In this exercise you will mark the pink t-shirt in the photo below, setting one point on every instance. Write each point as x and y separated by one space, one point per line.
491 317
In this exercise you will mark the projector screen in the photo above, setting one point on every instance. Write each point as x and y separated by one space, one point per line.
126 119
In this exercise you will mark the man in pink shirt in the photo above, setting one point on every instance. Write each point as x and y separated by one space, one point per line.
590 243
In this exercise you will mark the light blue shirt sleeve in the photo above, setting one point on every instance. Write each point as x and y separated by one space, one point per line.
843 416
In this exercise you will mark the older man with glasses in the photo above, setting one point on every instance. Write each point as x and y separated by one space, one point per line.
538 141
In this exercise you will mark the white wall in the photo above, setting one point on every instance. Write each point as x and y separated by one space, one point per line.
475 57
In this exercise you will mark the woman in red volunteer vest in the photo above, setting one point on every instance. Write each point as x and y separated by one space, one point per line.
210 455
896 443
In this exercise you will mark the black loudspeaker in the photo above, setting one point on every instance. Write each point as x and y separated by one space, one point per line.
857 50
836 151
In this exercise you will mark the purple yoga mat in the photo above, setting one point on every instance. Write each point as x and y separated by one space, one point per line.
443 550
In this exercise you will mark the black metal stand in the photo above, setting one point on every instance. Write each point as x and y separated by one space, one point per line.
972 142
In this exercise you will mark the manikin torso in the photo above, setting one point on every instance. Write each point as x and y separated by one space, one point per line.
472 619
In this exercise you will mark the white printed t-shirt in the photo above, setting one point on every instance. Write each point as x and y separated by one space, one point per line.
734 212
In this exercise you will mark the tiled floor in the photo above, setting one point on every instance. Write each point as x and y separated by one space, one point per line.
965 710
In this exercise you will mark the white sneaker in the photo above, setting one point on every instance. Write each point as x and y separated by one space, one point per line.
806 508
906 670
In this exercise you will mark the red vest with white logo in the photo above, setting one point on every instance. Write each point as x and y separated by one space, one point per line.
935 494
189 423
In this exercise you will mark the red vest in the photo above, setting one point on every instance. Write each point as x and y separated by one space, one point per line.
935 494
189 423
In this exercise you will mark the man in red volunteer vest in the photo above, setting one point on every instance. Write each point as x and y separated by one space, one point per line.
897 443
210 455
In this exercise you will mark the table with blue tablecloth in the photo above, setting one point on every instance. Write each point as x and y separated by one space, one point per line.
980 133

++++++++++++++++++++

* [Exercise directions]
Retype each record exactly, leaving nothing out.

* [Solution for this exercise]
In this exercise you will mark the pink t-shirt in the photo below, setting one point on every instance. Write each point as x and y separated by one space, one point per line.
491 317
In this exercise you will mark the projector screen in the photo above, setting one point on every instance. Write each point as x and y separated by one space, one point per line.
126 119
In this exercise you will mark the man in pink shirt in the photo above, setting one point on every instance. Write each point as x and y separated by one space, one point per line.
590 243
In this exercise you will mark the light blue shirt sleeve in the photo above, setting one point on every instance. Write each point as x and y separated by one space, one point per line.
843 416
In this exercise you will mark the older man with glasses in the photo above, setting one point on every instance. Write each point as x and y separated by one space, one point per line.
538 141
In this exercise you will mark the white wall in the photo above, setting one point on every instance. Write each point as x and y separated by one space, one point per line.
475 57
In this exercise you will mark the woman in red volunteer vest in the photo above, setting one point on every instance. Write each point as x and y separated by one space, one point per line.
210 455
896 443
In this exercise you will mark the black loudspeaker in the photo above, setting one point on every instance. Write each point as x and y separated by one space, one point per line.
857 50
836 151
In this exercise you will mark the purple yoga mat in the photo above, setting one point on every instance. Write each point as x and y separated by one space, one point per line.
443 550
In this exercise you will mark the black metal stand in the photo above, setting one point on every instance. Write each point as x and y separated by one space, one point per line.
972 142
In this exercise you will mark the manikin torso in the photo above, setting one point on every instance. Write each point as x and y separated by one space, one point per line.
472 619
In this exercise you will mark the white printed t-shirt in the photo above, setting one point on every instance. Write each point as x and y separated by one space, one point per line.
734 212
In this exercise you will mark the tiled floor in the photo above, setting one point on every instance. Write each point as x and y separated by one space, one point per line.
965 710
In this exercise you will mark the white sneaker in the photo above, setting one point on every instance. Write each point as x and y separated by one space, one point per line.
806 508
906 670
In this exercise you will mark the red vest with white logo in the photo above, setting one point on every instance. Write each point as x and y separated by one space, one point per line.
935 494
189 423
In this exercise you will mark the red vest in the photo above, setting one point on every instance. Write each point as x and y separated by one space, one point per line.
935 494
189 423
In this exercise you will mark the man in red volunteer vest in the photo above, setting one point on every instance. Write each point as x and y separated by one space, one point per line.
897 443
210 455
In this exercise you will mark the table with blue tablecloth in the photo above, setting one point on every instance. Write each point as x and y separated by one space, one point per line.
980 133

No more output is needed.